--- START OF Records for this exercise ---

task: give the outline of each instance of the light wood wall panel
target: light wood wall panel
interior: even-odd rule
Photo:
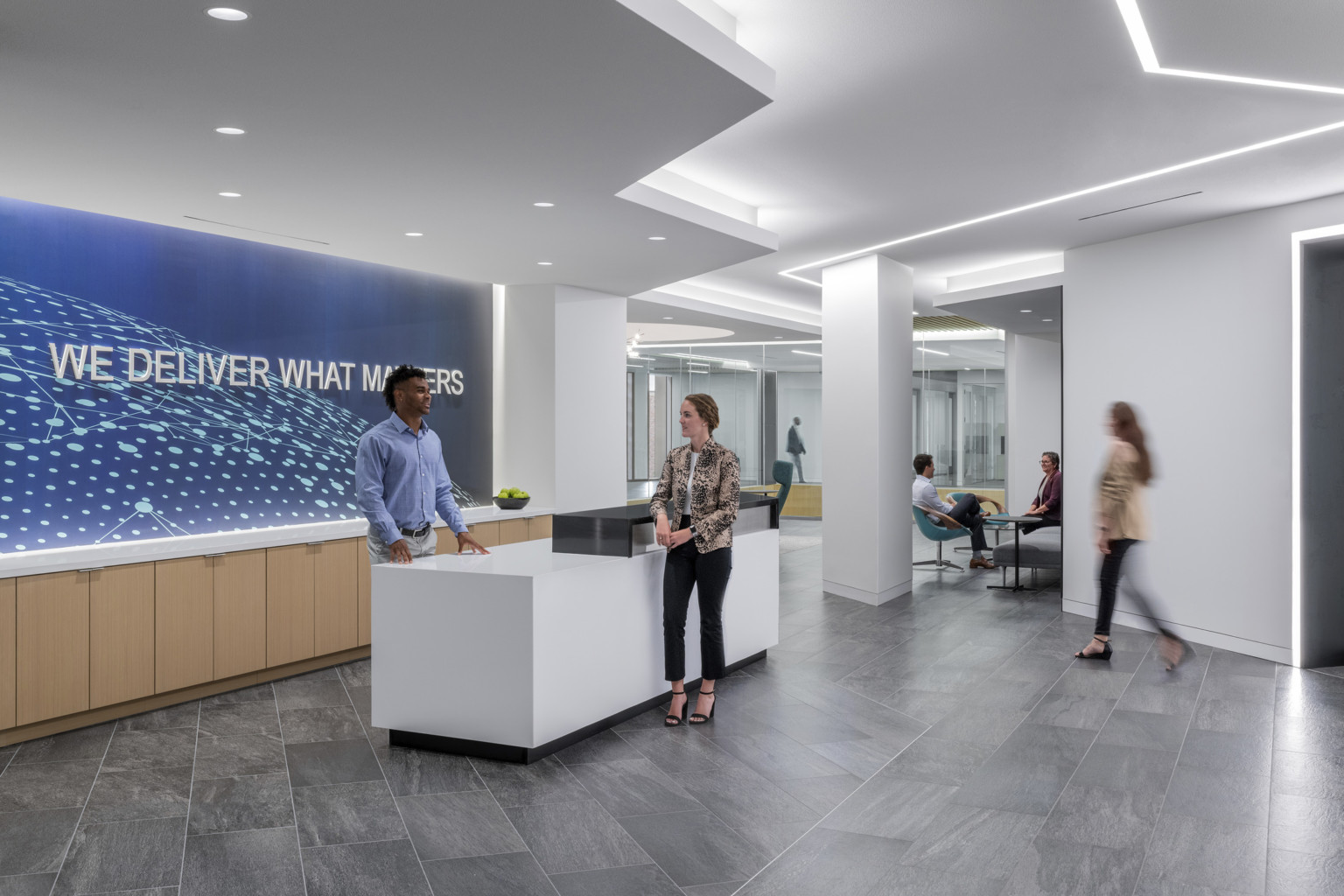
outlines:
[[[356,560],[358,570],[358,588],[359,588],[359,642],[366,645],[372,642],[374,626],[372,626],[372,594],[374,584],[371,582],[374,564],[368,559],[368,540],[359,539],[359,560]]]
[[[317,549],[313,570],[316,656],[349,650],[359,643],[360,541],[363,539],[327,541]]]
[[[89,707],[155,693],[155,564],[89,574]]]
[[[215,580],[208,557],[155,564],[157,693],[215,677]]]
[[[13,728],[15,650],[15,580],[0,579],[0,728]]]
[[[319,545],[266,548],[266,665],[313,653],[313,575]]]
[[[499,527],[500,544],[516,544],[528,540],[527,520],[500,520]]]
[[[19,579],[15,723],[89,708],[89,574]]]
[[[215,678],[266,668],[266,551],[210,559],[215,588]]]

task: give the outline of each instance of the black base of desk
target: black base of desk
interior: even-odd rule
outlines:
[[[749,666],[757,660],[765,660],[766,652],[754,653],[746,660],[738,660],[737,662],[730,662],[724,666],[727,673],[737,672],[743,666]],[[691,684],[689,681],[687,684]],[[578,731],[571,731],[567,735],[556,737],[540,747],[513,747],[511,744],[495,744],[484,740],[462,740],[461,737],[445,737],[444,735],[425,735],[418,731],[399,731],[392,728],[387,732],[387,743],[392,747],[413,747],[415,750],[433,750],[435,752],[453,752],[460,756],[476,756],[477,759],[495,759],[499,762],[517,762],[524,764],[532,764],[538,759],[546,759],[552,752],[564,750],[566,747],[573,747],[581,740],[587,740],[599,731],[606,731],[612,725],[618,725],[628,719],[648,712],[655,707],[661,707],[672,699],[671,688],[659,695],[657,697],[650,697],[644,703],[638,703],[629,709],[622,709],[621,712],[607,716],[601,721],[594,721],[591,725],[583,725]]]

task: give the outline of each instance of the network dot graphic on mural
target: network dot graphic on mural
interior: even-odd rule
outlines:
[[[370,427],[302,388],[56,377],[48,344],[227,355],[172,329],[0,275],[0,552],[363,519]],[[453,486],[461,506],[476,501]]]

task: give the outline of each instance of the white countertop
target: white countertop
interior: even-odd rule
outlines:
[[[495,523],[497,520],[520,520],[532,516],[550,516],[555,508],[528,505],[521,510],[500,510],[495,505],[464,508],[462,519],[468,525]],[[441,519],[434,525],[445,525]],[[305,544],[313,541],[333,541],[356,539],[368,533],[367,520],[337,520],[335,523],[309,523],[305,525],[280,525],[265,529],[242,529],[238,532],[211,532],[207,535],[183,535],[173,539],[142,539],[137,541],[110,541],[106,544],[82,544],[69,548],[48,548],[44,551],[12,551],[0,553],[0,579],[20,575],[42,575],[44,572],[65,572],[69,570],[89,570],[126,563],[149,563],[172,560],[175,557],[198,557],[203,553],[224,553],[228,551],[253,551],[274,548],[285,544]],[[550,551],[550,540],[546,540]]]
[[[536,539],[534,541],[501,544],[489,548],[489,553],[439,553],[433,557],[418,557],[410,563],[382,563],[375,568],[414,575],[466,572],[473,575],[535,578],[602,563],[624,563],[628,559],[598,556],[595,553],[555,553],[551,551],[550,539]]]

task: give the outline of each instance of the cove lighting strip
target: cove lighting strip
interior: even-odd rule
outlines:
[[[1144,16],[1138,12],[1138,0],[1116,0],[1116,5],[1120,7],[1120,15],[1125,20],[1125,27],[1129,30],[1129,39],[1134,44],[1134,52],[1138,54],[1138,64],[1141,64],[1144,71],[1149,74],[1175,75],[1177,78],[1200,78],[1203,81],[1226,81],[1234,85],[1254,85],[1257,87],[1279,87],[1284,90],[1309,90],[1312,93],[1344,94],[1344,87],[1304,85],[1293,81],[1271,81],[1269,78],[1245,78],[1242,75],[1220,75],[1212,71],[1191,71],[1188,69],[1167,69],[1157,62],[1157,52],[1153,50],[1153,42],[1148,36],[1148,28],[1144,26]]]
[[[1344,224],[1317,227],[1293,234],[1293,469],[1292,492],[1292,598],[1293,665],[1302,666],[1302,244],[1331,236],[1344,236]]]
[[[1206,81],[1227,81],[1232,83],[1255,85],[1261,87],[1282,87],[1286,90],[1309,90],[1314,93],[1332,93],[1344,94],[1344,87],[1327,87],[1321,85],[1301,85],[1289,81],[1269,81],[1265,78],[1242,78],[1239,75],[1219,75],[1207,71],[1187,71],[1183,69],[1164,69],[1157,62],[1157,54],[1153,50],[1153,42],[1148,36],[1148,30],[1144,27],[1144,19],[1138,12],[1137,0],[1116,0],[1120,7],[1120,15],[1125,20],[1125,27],[1129,30],[1129,39],[1134,44],[1134,51],[1138,54],[1138,63],[1142,66],[1144,71],[1150,74],[1161,75],[1179,75],[1183,78],[1202,78]],[[1175,165],[1168,165],[1165,168],[1157,168],[1154,171],[1148,171],[1141,175],[1132,175],[1129,177],[1121,177],[1120,180],[1111,180],[1105,184],[1098,184],[1095,187],[1086,187],[1083,189],[1075,189],[1071,193],[1063,193],[1059,196],[1051,196],[1050,199],[1042,199],[1034,203],[1027,203],[1025,206],[1015,206],[1013,208],[1005,208],[989,215],[981,215],[980,218],[972,218],[969,220],[957,222],[956,224],[946,224],[943,227],[934,227],[933,230],[921,231],[918,234],[911,234],[909,236],[899,236],[896,239],[887,240],[884,243],[876,243],[874,246],[864,246],[863,249],[855,249],[848,253],[840,253],[839,255],[831,255],[829,258],[821,258],[814,262],[806,262],[805,265],[797,265],[796,267],[789,267],[780,271],[781,275],[790,279],[800,281],[802,283],[812,283],[813,286],[821,286],[820,281],[810,279],[808,277],[800,277],[798,271],[809,270],[813,267],[825,267],[827,265],[835,265],[836,262],[843,262],[849,258],[856,258],[859,255],[867,255],[870,253],[876,253],[883,249],[890,249],[892,246],[899,246],[900,243],[910,243],[917,239],[923,239],[925,236],[937,236],[938,234],[946,234],[953,230],[961,230],[962,227],[972,227],[974,224],[982,224],[989,220],[997,220],[999,218],[1007,218],[1009,215],[1017,215],[1024,211],[1032,211],[1034,208],[1043,208],[1046,206],[1054,206],[1056,203],[1067,201],[1070,199],[1078,199],[1079,196],[1089,196],[1091,193],[1099,193],[1105,189],[1114,189],[1116,187],[1125,187],[1126,184],[1136,184],[1141,180],[1150,180],[1153,177],[1161,177],[1163,175],[1171,175],[1177,171],[1184,171],[1187,168],[1196,168],[1199,165],[1207,165],[1210,163],[1222,161],[1223,159],[1232,159],[1234,156],[1243,156],[1246,153],[1255,152],[1258,149],[1269,149],[1270,146],[1278,146],[1279,144],[1293,142],[1294,140],[1305,140],[1308,137],[1316,137],[1320,134],[1329,133],[1332,130],[1339,130],[1344,128],[1344,121],[1336,121],[1329,125],[1321,125],[1320,128],[1309,128],[1306,130],[1298,130],[1292,134],[1284,134],[1282,137],[1274,137],[1271,140],[1262,140],[1261,142],[1250,144],[1247,146],[1238,146],[1236,149],[1228,149],[1226,152],[1214,153],[1212,156],[1202,156],[1199,159],[1192,159],[1189,161],[1183,161]]]

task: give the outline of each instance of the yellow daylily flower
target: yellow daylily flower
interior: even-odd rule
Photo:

--- END OF Records for this exercise ---

* [Aim] Update the material above by replacing "even-odd rule" with "nonzero winding rule" and changing nothing else. Omit the pictures from your answer.

* [Task solution]
task: give the outline of each instance of the light wood wall panel
target: light wood wall panel
interior: nonzero winding rule
Photo:
outlines:
[[[356,560],[358,570],[358,588],[359,588],[359,642],[366,645],[372,642],[374,626],[372,626],[372,594],[374,584],[371,582],[374,564],[368,559],[368,540],[359,539],[359,560]]]
[[[317,549],[313,570],[316,656],[349,650],[359,643],[360,541],[363,539],[327,541]]]
[[[89,707],[155,693],[155,564],[89,574]]]
[[[215,580],[208,557],[155,564],[157,693],[215,677]]]
[[[13,728],[15,650],[15,580],[0,579],[0,728]]]
[[[319,545],[266,548],[266,665],[313,653],[313,575]]]
[[[499,527],[500,544],[516,544],[528,540],[527,520],[500,520]]]
[[[19,579],[15,723],[89,708],[89,574]]]
[[[215,678],[266,668],[266,551],[210,559],[215,588]]]

task: give the outline of each instance of the black base of desk
target: black base of desk
interior: nonzero winding rule
outlines:
[[[749,666],[757,660],[765,660],[766,652],[754,653],[746,660],[738,660],[737,662],[730,662],[724,666],[727,673],[737,672],[743,666]],[[691,684],[689,681],[687,684]],[[578,731],[571,731],[567,735],[556,737],[540,747],[513,747],[511,744],[495,744],[484,740],[462,740],[461,737],[445,737],[444,735],[425,735],[418,731],[399,731],[392,728],[387,732],[387,743],[392,747],[413,747],[415,750],[433,750],[435,752],[453,752],[460,756],[476,756],[477,759],[495,759],[499,762],[517,762],[524,764],[532,764],[538,759],[546,759],[552,752],[564,750],[566,747],[573,747],[581,740],[587,740],[599,731],[606,731],[612,725],[618,725],[628,719],[648,712],[655,707],[661,707],[672,699],[671,688],[659,695],[657,697],[650,697],[644,703],[638,703],[629,709],[622,709],[621,712],[607,716],[601,721],[594,721],[591,725],[583,725]]]

task: give the outline of each instance of the network dot graphic on mural
target: network dot graphic on mural
interior: nonzero winding rule
outlines:
[[[370,427],[302,388],[56,377],[48,344],[227,355],[172,329],[0,275],[0,552],[363,519]],[[453,486],[461,506],[476,501]]]

task: give the outline of each instance of the white countertop
target: white countertop
interior: nonzero winding rule
outlines:
[[[495,523],[497,520],[520,520],[532,516],[550,516],[555,508],[528,505],[521,510],[500,510],[495,505],[464,508],[462,519],[468,525]],[[441,519],[434,525],[445,525]],[[305,544],[313,541],[333,541],[356,539],[368,533],[367,520],[337,520],[335,523],[309,523],[305,525],[280,525],[265,529],[242,529],[238,532],[211,532],[207,535],[183,535],[173,539],[142,539],[137,541],[110,541],[106,544],[82,544],[69,548],[48,548],[44,551],[12,551],[0,553],[0,579],[20,575],[42,575],[44,572],[65,572],[69,570],[89,570],[126,563],[149,563],[172,560],[175,557],[198,557],[203,553],[224,553],[228,551],[253,551],[274,548],[285,544]],[[550,551],[550,540],[546,540]]]
[[[536,539],[534,541],[501,544],[489,548],[489,553],[439,553],[433,557],[418,557],[410,563],[382,563],[375,568],[414,575],[466,572],[473,575],[535,578],[602,563],[624,563],[628,559],[598,556],[595,553],[555,553],[551,551],[550,539]]]

task: give the outline of each instance of the cove lighting strip
target: cove lighting strip
interior: nonzero winding rule
outlines:
[[[1144,16],[1138,12],[1138,0],[1116,0],[1116,5],[1120,7],[1120,15],[1125,20],[1125,27],[1129,30],[1129,39],[1134,44],[1134,52],[1138,54],[1138,64],[1141,64],[1144,71],[1149,74],[1175,75],[1177,78],[1200,78],[1203,81],[1226,81],[1234,85],[1254,85],[1257,87],[1279,87],[1284,90],[1309,90],[1312,93],[1344,94],[1344,87],[1304,85],[1293,81],[1271,81],[1269,78],[1245,78],[1242,75],[1220,75],[1212,71],[1191,71],[1188,69],[1167,69],[1157,62],[1157,52],[1153,50],[1153,42],[1148,36],[1148,28],[1144,26]]]
[[[1344,224],[1317,227],[1293,234],[1293,469],[1292,492],[1292,598],[1293,665],[1302,666],[1302,244],[1331,236],[1344,236]]]
[[[1206,81],[1227,81],[1232,83],[1255,85],[1261,87],[1282,87],[1286,90],[1309,90],[1314,93],[1332,93],[1344,94],[1344,87],[1327,87],[1321,85],[1301,85],[1289,81],[1269,81],[1265,78],[1242,78],[1239,75],[1219,75],[1207,71],[1187,71],[1183,69],[1164,69],[1157,62],[1157,54],[1153,50],[1153,42],[1148,36],[1148,30],[1144,27],[1144,19],[1138,12],[1137,0],[1116,0],[1120,7],[1120,15],[1125,20],[1125,27],[1129,30],[1129,39],[1134,44],[1134,51],[1138,54],[1138,63],[1142,66],[1144,71],[1150,74],[1161,75],[1179,75],[1183,78],[1202,78]],[[1175,165],[1168,165],[1165,168],[1157,168],[1154,171],[1148,171],[1141,175],[1132,175],[1129,177],[1121,177],[1120,180],[1111,180],[1105,184],[1098,184],[1095,187],[1086,187],[1083,189],[1075,189],[1071,193],[1063,193],[1059,196],[1051,196],[1050,199],[1042,199],[1034,203],[1027,203],[1025,206],[1015,206],[1013,208],[1005,208],[989,215],[981,215],[980,218],[972,218],[969,220],[957,222],[956,224],[946,224],[943,227],[934,227],[933,230],[921,231],[918,234],[911,234],[909,236],[899,236],[896,239],[887,240],[884,243],[876,243],[874,246],[864,246],[863,249],[855,249],[848,253],[840,253],[839,255],[831,255],[829,258],[821,258],[814,262],[806,262],[805,265],[797,265],[796,267],[789,267],[780,271],[781,275],[790,279],[800,281],[802,283],[812,283],[813,286],[821,286],[820,281],[810,279],[808,277],[800,277],[798,271],[809,270],[813,267],[825,267],[827,265],[835,265],[836,262],[843,262],[849,258],[856,258],[859,255],[867,255],[870,253],[876,253],[883,249],[890,249],[892,246],[899,246],[900,243],[910,243],[917,239],[923,239],[925,236],[937,236],[938,234],[946,234],[953,230],[961,230],[962,227],[972,227],[974,224],[982,224],[989,220],[997,220],[999,218],[1007,218],[1009,215],[1017,215],[1024,211],[1032,211],[1034,208],[1043,208],[1046,206],[1054,206],[1056,203],[1067,201],[1070,199],[1078,199],[1079,196],[1089,196],[1091,193],[1099,193],[1105,189],[1114,189],[1116,187],[1125,187],[1126,184],[1136,184],[1141,180],[1150,180],[1153,177],[1161,177],[1163,175],[1171,175],[1177,171],[1184,171],[1187,168],[1196,168],[1199,165],[1207,165],[1210,163],[1222,161],[1223,159],[1232,159],[1234,156],[1243,156],[1246,153],[1255,152],[1258,149],[1269,149],[1270,146],[1278,146],[1279,144],[1293,142],[1294,140],[1305,140],[1308,137],[1316,137],[1320,134],[1329,133],[1332,130],[1339,130],[1344,128],[1344,121],[1336,121],[1329,125],[1321,125],[1320,128],[1309,128],[1306,130],[1298,130],[1292,134],[1284,134],[1282,137],[1274,137],[1271,140],[1262,140],[1261,142],[1250,144],[1247,146],[1238,146],[1236,149],[1228,149],[1226,152],[1214,153],[1212,156],[1202,156],[1199,159],[1192,159],[1189,161],[1183,161]]]

task: give the outline of each instance of the yellow daylily flower
target: yellow daylily flower
interior: nonzero winding rule
Photo:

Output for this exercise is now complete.